-- Instruction --
Copy the records below, replacing every "farthest from its outline" with "farthest from its edges" and leaving everything else unchanged. Leave the pictures out of your answer.

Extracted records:
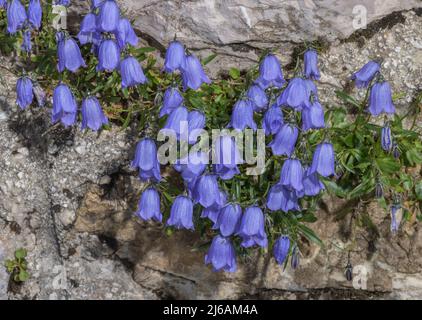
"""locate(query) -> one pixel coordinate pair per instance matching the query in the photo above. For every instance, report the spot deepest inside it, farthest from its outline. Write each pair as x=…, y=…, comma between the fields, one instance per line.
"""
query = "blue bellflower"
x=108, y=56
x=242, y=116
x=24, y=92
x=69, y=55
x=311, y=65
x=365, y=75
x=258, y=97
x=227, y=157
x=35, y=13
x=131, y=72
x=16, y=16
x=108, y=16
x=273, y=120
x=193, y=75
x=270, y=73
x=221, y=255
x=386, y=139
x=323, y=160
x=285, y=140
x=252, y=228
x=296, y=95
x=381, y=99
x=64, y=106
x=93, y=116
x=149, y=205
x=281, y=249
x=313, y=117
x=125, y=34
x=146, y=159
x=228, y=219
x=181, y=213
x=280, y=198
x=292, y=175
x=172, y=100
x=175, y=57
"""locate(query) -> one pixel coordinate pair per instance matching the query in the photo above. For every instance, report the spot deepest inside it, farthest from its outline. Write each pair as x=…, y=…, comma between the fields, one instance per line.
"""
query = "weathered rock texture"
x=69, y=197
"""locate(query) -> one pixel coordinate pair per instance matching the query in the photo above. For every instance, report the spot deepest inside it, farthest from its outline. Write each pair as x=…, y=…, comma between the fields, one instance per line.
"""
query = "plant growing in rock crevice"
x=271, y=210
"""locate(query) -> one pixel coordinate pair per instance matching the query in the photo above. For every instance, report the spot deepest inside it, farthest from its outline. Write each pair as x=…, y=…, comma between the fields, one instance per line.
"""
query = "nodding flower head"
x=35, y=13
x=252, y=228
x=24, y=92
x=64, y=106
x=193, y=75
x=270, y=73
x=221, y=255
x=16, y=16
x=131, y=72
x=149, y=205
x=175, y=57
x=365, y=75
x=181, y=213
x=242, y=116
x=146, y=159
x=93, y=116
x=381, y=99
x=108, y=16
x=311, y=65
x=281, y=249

-- Written solution --
"""locate(query) -> one pixel coordinate pair per instance matching the query in the photo above. For every instance, report the spot deepest inside it, farthest from its edges. Write each pair as x=…, y=…, comma between the fields, one instance per line.
"""
query = "blue bellflower"
x=108, y=56
x=242, y=116
x=24, y=92
x=69, y=55
x=311, y=65
x=365, y=75
x=258, y=97
x=227, y=157
x=35, y=13
x=131, y=72
x=16, y=16
x=108, y=16
x=273, y=120
x=193, y=75
x=270, y=73
x=221, y=255
x=386, y=139
x=323, y=160
x=285, y=140
x=252, y=228
x=296, y=95
x=381, y=99
x=64, y=106
x=93, y=116
x=149, y=205
x=281, y=249
x=313, y=117
x=125, y=34
x=146, y=159
x=228, y=219
x=181, y=213
x=280, y=198
x=292, y=175
x=172, y=100
x=175, y=57
"""locate(query) -> one pixel coordinate pair per instance matching the query in the photo above. For every instance, report the spot deepest inside it, farthest from its edges. Write each pair as x=…, y=…, comma between the fields, one instance per line.
"""
query = "weathered rock texture"
x=69, y=197
"""locate(query) -> one pixel coordinate pair per instance matching the query in the photo above. For every instance, report the spot deepest inside it, farthest from its edges. Write each pair as x=…, y=…, comma between the fields, one instance per line.
"""
query = "plant growing in rock crevice"
x=271, y=210
"""locate(query) -> one pixel coordinate pair per instance matching the query in the photo above. For every instance, report the spot deepest inside it, farthest from its edges. Write each pair as x=…, y=…, comma between the fields, one instance per line.
"""
query = "nodding flower head"
x=35, y=13
x=252, y=228
x=24, y=92
x=64, y=106
x=193, y=75
x=270, y=73
x=221, y=255
x=16, y=16
x=131, y=72
x=149, y=205
x=175, y=57
x=365, y=75
x=181, y=213
x=242, y=116
x=146, y=159
x=93, y=116
x=381, y=99
x=108, y=16
x=311, y=65
x=281, y=249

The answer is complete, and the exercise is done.